> Task requirements
Rewrite the data from its first line to the line with "[[183, 226], [103, 234]]" as a numbered list, leaving out any blank lines.

--- BEGIN Data shown ---

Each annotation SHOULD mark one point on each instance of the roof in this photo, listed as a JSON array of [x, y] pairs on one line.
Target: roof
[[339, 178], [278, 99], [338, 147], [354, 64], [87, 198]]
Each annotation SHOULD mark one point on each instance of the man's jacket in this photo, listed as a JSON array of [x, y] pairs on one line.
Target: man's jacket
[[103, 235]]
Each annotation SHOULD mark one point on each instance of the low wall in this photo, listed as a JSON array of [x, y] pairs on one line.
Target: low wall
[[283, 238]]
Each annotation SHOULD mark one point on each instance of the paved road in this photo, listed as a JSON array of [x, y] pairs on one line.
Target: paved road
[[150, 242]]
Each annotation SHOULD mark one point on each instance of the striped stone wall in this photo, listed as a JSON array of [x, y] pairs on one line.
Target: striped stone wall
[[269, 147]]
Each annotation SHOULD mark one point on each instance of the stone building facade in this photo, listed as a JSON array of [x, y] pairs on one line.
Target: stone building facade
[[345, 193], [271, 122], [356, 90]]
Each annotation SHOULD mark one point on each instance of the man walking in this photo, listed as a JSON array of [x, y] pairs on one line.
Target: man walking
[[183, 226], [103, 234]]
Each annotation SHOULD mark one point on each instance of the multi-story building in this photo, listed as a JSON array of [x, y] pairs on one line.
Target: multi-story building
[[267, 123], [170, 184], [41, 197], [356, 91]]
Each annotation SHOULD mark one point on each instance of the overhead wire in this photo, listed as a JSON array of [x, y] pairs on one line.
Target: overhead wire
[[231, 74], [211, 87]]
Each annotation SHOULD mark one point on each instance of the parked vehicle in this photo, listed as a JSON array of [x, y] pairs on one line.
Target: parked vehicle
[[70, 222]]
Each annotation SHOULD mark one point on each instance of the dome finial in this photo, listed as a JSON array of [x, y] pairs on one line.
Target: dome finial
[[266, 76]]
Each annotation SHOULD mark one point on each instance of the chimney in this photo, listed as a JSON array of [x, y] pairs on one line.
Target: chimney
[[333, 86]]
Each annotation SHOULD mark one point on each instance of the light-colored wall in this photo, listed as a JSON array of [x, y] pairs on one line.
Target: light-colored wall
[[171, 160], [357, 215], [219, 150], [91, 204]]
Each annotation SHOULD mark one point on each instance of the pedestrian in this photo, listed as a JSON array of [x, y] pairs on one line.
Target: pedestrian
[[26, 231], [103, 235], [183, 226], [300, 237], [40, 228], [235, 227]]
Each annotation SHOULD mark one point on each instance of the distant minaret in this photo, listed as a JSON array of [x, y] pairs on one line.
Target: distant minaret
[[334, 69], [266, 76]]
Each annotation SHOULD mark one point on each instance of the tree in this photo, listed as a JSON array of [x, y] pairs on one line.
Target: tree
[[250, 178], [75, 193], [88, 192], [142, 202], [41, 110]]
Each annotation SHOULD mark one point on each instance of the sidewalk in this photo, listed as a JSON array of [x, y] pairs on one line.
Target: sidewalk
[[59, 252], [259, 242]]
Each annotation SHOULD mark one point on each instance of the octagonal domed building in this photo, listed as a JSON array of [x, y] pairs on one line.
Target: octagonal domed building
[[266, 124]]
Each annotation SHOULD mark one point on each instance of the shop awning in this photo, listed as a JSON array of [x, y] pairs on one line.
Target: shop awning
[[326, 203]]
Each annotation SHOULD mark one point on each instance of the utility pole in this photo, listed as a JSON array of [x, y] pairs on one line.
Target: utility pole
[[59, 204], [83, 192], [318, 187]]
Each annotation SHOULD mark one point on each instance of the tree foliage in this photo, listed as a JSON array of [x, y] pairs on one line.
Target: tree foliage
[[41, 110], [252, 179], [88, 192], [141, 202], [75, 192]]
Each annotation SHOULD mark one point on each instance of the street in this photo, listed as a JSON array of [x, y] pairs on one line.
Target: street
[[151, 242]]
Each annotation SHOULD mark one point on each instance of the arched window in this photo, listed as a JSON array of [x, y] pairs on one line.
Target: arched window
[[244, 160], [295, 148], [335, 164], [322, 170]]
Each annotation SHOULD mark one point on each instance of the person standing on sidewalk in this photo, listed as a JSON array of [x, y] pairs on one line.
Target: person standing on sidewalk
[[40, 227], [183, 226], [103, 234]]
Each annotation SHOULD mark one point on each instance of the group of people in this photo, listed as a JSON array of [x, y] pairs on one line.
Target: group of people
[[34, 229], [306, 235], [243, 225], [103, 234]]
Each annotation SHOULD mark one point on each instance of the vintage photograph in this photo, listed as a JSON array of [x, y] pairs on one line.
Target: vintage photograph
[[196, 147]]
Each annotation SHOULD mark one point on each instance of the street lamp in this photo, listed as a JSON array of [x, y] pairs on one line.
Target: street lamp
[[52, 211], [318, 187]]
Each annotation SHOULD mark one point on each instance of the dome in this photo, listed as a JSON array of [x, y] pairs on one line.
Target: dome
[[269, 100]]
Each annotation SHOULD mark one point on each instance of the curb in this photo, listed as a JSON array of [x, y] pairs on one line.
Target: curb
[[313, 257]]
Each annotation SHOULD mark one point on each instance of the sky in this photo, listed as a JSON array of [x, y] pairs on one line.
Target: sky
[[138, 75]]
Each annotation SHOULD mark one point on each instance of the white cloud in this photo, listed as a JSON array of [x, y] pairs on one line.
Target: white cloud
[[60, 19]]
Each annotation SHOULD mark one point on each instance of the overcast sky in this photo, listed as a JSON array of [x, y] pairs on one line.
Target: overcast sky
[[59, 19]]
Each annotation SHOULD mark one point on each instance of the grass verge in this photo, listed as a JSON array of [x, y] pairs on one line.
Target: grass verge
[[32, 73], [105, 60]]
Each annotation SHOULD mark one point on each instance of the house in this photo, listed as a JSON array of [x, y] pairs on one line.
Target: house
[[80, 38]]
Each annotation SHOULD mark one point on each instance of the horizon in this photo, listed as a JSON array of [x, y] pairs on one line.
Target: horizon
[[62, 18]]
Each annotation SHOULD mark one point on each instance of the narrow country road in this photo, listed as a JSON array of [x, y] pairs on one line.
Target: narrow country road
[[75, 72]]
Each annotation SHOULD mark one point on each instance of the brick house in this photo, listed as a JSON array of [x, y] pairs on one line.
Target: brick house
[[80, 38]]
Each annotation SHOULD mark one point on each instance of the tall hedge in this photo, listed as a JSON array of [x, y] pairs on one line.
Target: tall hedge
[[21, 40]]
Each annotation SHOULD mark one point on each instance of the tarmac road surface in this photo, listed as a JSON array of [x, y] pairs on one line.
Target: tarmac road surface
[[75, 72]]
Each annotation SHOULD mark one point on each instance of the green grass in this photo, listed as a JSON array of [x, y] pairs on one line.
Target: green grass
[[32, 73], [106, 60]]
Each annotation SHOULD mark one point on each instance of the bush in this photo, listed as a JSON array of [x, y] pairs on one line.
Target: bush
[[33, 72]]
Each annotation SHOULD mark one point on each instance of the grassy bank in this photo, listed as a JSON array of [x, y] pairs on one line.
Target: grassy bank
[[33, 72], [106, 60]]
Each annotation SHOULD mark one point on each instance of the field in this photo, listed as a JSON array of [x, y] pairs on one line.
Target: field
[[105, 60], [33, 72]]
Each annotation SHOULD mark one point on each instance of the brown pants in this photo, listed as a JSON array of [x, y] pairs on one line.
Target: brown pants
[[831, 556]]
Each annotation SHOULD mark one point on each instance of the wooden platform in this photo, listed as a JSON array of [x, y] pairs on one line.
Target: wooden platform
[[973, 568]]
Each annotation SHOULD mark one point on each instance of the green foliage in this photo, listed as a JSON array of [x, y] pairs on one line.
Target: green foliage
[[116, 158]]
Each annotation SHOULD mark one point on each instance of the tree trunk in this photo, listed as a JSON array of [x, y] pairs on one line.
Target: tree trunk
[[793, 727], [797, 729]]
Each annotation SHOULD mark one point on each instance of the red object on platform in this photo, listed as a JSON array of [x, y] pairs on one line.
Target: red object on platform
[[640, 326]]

--- END Data shown ---

> Output below
1. Each annotation SHOULD mark one point on each instance of the roof in this photo, listed as a JSON array of [x, y] pairs on one line.
2. Target: roof
3. [[339, 178], [278, 99], [338, 147], [354, 64], [87, 198]]
4. Each annotation SHOULD mark one point on each instance of the man's jacket in this photo, listed as a JSON array of [x, y] pairs on one line.
5. Target: man's jacket
6. [[103, 235]]
7. Each annotation SHOULD mark one point on each instance of the low wall in this photo, listed as a JSON array of [x, y] pairs on one line.
8. Target: low wall
9. [[283, 238]]
10. Each annotation SHOULD mark one point on each instance of the paved road in this photo, listed as a JSON array of [x, y] pairs on one line.
11. Target: paved road
12. [[150, 242]]
13. Each annotation SHOULD mark one point on each instance of the striped stone wall in this photo, listed as a JSON array of [x, y] pairs on one line.
14. Target: striped stone wall
15. [[269, 147]]
16. Each annotation SHOULD mark one point on each instance of the stone building facade in this photo, listed as a JSON array of [x, y] pairs on one line.
17. Target: stone building facade
18. [[345, 193], [271, 122], [356, 90]]
19. Each annotation SHOULD mark one point on each instance of the man walking in this photo, listed as a JSON array of [x, y] pairs on one line.
20. Target: man walking
21. [[183, 226], [103, 234]]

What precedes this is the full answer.